> [Stored items]:

****************************************

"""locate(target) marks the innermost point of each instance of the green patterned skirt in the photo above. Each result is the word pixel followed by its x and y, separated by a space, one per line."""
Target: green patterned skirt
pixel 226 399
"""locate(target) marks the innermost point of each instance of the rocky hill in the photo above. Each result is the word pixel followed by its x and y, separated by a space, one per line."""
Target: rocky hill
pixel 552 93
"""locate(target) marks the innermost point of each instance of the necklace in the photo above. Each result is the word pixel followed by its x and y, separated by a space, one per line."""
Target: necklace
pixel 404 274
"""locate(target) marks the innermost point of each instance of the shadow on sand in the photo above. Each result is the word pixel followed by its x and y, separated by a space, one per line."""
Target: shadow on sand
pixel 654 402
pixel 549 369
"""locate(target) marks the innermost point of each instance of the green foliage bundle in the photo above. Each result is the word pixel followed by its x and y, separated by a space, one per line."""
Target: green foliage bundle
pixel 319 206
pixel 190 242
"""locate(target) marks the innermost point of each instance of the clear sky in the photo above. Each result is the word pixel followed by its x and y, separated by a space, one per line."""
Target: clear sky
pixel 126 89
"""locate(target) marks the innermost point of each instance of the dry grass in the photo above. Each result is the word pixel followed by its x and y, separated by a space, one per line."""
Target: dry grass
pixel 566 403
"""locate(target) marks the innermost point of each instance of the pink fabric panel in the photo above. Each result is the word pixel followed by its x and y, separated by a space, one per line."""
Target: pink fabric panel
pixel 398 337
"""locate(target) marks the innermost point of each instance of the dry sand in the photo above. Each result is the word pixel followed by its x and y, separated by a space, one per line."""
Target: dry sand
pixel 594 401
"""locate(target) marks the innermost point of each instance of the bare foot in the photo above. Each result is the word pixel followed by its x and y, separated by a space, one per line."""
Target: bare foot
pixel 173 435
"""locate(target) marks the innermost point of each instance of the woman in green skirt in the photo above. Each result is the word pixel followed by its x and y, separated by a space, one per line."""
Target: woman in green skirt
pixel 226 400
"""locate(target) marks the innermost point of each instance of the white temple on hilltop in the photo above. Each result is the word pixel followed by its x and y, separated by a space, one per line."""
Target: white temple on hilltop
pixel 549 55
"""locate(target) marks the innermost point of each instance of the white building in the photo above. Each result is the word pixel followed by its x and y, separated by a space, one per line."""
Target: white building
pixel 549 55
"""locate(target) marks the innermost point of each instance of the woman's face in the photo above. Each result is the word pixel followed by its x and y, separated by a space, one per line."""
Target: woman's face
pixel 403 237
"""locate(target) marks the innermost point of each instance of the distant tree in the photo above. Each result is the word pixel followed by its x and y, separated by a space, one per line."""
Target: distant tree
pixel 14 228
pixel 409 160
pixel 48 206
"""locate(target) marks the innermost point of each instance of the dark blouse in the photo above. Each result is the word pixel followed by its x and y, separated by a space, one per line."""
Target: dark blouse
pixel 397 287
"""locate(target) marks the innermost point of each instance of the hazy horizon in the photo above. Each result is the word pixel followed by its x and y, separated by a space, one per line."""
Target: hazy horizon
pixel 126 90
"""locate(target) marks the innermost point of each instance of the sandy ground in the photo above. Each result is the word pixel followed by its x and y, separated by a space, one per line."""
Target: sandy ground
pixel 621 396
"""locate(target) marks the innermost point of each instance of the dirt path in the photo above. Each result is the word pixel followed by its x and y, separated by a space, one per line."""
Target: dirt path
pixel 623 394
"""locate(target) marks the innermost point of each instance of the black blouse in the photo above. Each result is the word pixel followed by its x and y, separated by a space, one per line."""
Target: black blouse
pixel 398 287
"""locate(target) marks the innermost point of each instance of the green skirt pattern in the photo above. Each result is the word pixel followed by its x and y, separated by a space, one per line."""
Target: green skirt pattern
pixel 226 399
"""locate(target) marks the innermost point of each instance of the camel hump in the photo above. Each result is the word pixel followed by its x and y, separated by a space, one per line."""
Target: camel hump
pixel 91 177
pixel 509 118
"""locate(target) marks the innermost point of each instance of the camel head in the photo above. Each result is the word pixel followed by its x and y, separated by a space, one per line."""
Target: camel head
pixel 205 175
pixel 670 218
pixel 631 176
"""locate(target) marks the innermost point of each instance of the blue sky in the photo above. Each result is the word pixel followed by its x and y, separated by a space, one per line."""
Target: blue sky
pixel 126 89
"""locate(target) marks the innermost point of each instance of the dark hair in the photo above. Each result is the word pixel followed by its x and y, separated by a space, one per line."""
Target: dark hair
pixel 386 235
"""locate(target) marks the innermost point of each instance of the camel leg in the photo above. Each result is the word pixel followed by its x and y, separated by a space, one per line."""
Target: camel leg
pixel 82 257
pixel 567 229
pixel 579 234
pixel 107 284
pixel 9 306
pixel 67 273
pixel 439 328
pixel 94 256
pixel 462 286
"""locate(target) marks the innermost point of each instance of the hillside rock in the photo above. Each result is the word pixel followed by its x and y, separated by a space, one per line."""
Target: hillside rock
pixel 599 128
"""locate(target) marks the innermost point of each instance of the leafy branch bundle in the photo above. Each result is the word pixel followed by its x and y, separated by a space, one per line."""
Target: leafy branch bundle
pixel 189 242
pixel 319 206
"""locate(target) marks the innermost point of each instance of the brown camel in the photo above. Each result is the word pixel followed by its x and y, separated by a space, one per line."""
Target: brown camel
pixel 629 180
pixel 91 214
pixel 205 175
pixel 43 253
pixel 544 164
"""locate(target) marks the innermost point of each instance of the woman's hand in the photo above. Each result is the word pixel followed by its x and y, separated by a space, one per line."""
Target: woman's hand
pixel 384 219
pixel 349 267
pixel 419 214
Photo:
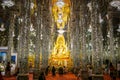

****************************************

Locate every line in the records above that contains the word "dirt", and copy each of those lines.

"""locate(target) marks the innermost point of each instance of the dirt path in the photo above. Each result is the word pixel followed by its x and y, separated by a space, one per line."""
Target: dirt path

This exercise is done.